Leverkusen strotzt vor neuem Selbstvertrauen
San Sebastian (dpa) - Beim Bankett im pompösen Ballsaal eines Luxushotels in San Sebastian strotzte Bayer Leverkusens neuer Geschäftsführer vor Stolz über die Wiederauferstehung des Werksclubs.
„Wir haben wahrlich einen Grund zum Feiern“, frohlockte Michael Schade nach dem Einzug ins Achtelfinale der Champions League durch den 1:0-Sieg bei Real Sociedad. „Vor zwei Wochen hatten wir noch eine Diskussion darüber, ob wir das Fußballspielen in Leverkusen einstellen sollten. Vier Siege sprechen eine klare Sprache“, sagte Schade. Bayer 04 tanzt weiter auf drei Hochzeiten und steuert der erfolgreichsten Saison seit zwölf Jahren entgegen.
Statt sich durch das 0:5 gegen Manchester United und einer allseitigen Schadenfreude aus der Bahn werfen zu lassen, hatte die Blamage einen Hallo-wach-Effekt. „Es ist im Nachhinein besser gewesen, statt 0:1 gleich 0:5 zu verlieren, um diese Reaktion zeigen zu können“, meinte Nationalspieler Lars Bender.
In der Champions League weiter, im DFB-Pokal im Viertelfinale und hinter Bayern München und vor Borussia Dortmund Zweiter in der Bundesliga: Erinnerungen an die glorreiche Saison 2001/02 werden wach, als Bayer 04 die Endspiele in der „Königsklasse“ und im Pokal erreichte sowie um einen Punkt den Meisterschaftsgewinn verpasste.
„Wir freuen uns alle“, sagte Leverkusens Sportchef Rudi Völler, fügte aber rasch hinzu: „Jetzt heißt es dranbleiben. Nun kommt Eintracht Frankfurt am Sonntag und da müssen wir den Lauf ausnutzen.“ Aktuell stehe man in der Liga zwischen dem Champions-League-Sieger aus München und dem Champions-League-Finalisten aus Dortmund. „Wir fühlen uns da oben sehr wohl, müssen aber immer am Limit spielen“, erklärte Völler. Um in der Rückrunde nicht einzuknicken, erwägt er in der Winterpause Geld in neue Spieler zu investieren. „Interessant“ nannte er schon mal Kevin de Bruyne vom FC Chelsea, der bei Bayer im Gespräch ist.

····················

* _Arbeitsauftrag_: Gib aus dem Artikel über Bayer Leverkusen alles von „Statt sich durch“ bis hinunter zu „den Meisterschaftsgewinn verpasste.“ wortgetreu wieder.

····················

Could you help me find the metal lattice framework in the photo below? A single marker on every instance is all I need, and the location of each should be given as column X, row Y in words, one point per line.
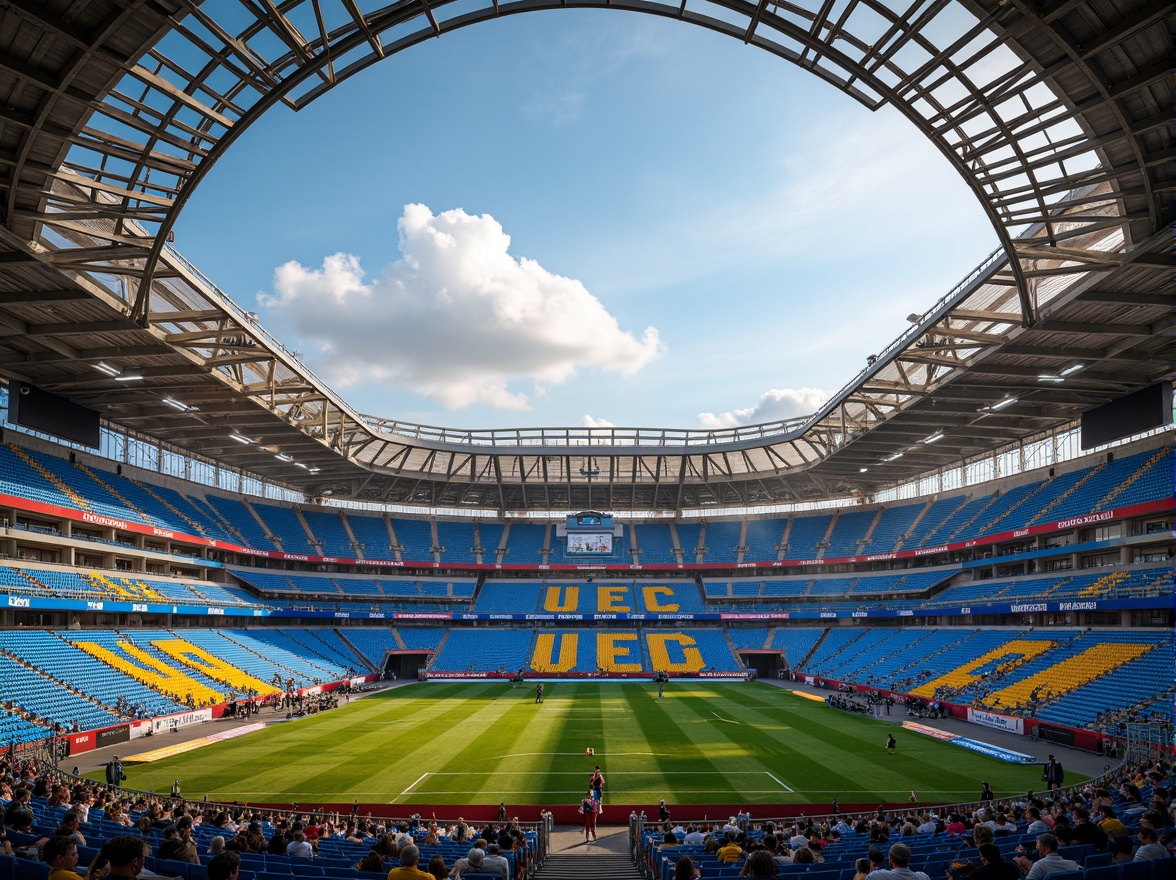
column 1056, row 115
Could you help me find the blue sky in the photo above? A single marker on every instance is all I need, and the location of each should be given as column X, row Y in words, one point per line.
column 615, row 219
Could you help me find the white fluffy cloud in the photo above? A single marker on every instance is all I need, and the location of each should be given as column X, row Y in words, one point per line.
column 588, row 421
column 456, row 318
column 774, row 405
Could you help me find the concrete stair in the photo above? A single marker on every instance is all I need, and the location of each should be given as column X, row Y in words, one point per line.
column 588, row 864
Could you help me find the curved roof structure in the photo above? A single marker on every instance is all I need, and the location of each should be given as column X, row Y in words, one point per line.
column 1056, row 115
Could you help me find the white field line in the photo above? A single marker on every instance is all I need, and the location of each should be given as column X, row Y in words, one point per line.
column 413, row 785
column 780, row 784
column 626, row 773
column 578, row 754
column 354, row 793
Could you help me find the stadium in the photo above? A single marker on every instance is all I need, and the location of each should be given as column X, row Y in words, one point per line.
column 232, row 599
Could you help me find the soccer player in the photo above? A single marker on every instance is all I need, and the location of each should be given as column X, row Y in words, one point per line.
column 588, row 808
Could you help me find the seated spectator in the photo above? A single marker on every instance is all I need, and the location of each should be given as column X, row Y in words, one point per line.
column 1036, row 824
column 278, row 844
column 372, row 861
column 472, row 864
column 993, row 866
column 60, row 853
column 408, row 871
column 68, row 828
column 1150, row 848
column 759, row 864
column 1110, row 822
column 122, row 857
column 225, row 866
column 178, row 842
column 685, row 870
column 729, row 852
column 300, row 847
column 1087, row 832
column 495, row 862
column 900, row 866
column 1122, row 850
column 1048, row 860
column 19, row 815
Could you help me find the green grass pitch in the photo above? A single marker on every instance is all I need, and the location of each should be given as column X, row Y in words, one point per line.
column 485, row 742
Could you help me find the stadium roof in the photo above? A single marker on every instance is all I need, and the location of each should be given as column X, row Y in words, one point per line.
column 1056, row 115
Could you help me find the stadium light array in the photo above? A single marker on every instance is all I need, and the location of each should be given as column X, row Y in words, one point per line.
column 1000, row 405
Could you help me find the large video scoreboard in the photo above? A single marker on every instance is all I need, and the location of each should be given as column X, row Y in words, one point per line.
column 589, row 534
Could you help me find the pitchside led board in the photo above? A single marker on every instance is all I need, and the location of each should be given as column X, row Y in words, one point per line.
column 589, row 535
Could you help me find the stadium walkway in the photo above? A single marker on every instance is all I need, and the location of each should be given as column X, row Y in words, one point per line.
column 1077, row 760
column 607, row 858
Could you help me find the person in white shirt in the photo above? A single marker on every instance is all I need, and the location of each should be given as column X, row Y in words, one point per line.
column 1049, row 861
column 900, row 866
column 300, row 846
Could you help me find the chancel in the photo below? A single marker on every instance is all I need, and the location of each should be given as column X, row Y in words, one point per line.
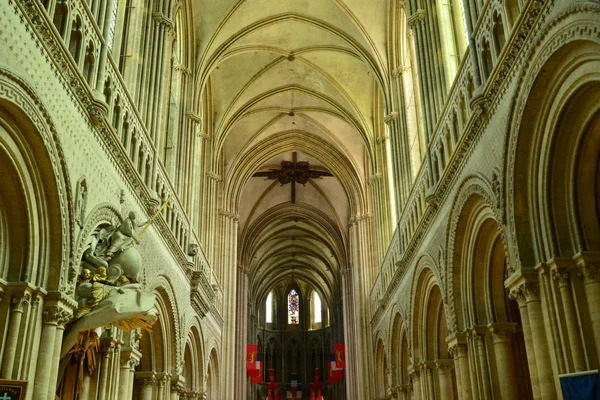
column 317, row 199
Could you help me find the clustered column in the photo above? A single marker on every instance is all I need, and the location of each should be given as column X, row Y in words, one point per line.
column 527, row 295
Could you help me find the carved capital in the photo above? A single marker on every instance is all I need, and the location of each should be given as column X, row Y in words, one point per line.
column 561, row 275
column 416, row 19
column 588, row 271
column 376, row 177
column 98, row 110
column 229, row 215
column 56, row 314
column 20, row 301
column 193, row 117
column 501, row 332
column 213, row 176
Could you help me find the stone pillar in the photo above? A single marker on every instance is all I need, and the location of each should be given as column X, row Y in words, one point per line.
column 457, row 346
column 58, row 310
column 242, row 323
column 177, row 388
column 129, row 358
column 101, row 76
column 516, row 294
column 501, row 336
column 228, row 262
column 478, row 335
column 562, row 276
column 19, row 301
column 147, row 383
column 108, row 347
column 530, row 295
column 415, row 378
column 589, row 271
column 444, row 369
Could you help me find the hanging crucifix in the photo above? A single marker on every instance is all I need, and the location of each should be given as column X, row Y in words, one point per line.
column 292, row 172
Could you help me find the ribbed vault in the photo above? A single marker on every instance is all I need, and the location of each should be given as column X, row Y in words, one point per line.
column 285, row 81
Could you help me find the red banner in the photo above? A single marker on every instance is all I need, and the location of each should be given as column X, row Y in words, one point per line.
column 256, row 375
column 252, row 357
column 340, row 355
column 334, row 374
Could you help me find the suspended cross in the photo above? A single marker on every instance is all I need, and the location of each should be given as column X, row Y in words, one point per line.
column 292, row 172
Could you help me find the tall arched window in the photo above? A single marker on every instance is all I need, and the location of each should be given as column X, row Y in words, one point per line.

····················

* _Ergebnis_:
Statt sich durch das 0:5 gegen Manchester United und einer allseitigen Schadenfreude aus der Bahn werfen zu lassen, hatte die Blamage einen Hallo-wach-Effekt. „Es ist im Nachhinein besser gewesen, statt 0:1 gleich 0:5 zu verlieren, um diese Reaktion zeigen zu können“, meinte Nationalspieler Lars Bender.
In der Champions League weiter, im DFB-Pokal im Viertelfinale und hinter Bayern München und vor Borussia Dortmund Zweiter in der Bundesliga: Erinnerungen an die glorreiche Saison 2001/02 werden wach, als Bayer 04 die Endspiele in der „Königsklasse“ und im Pokal erreichte sowie um einen Punkt den Meisterschaftsgewinn verpasste.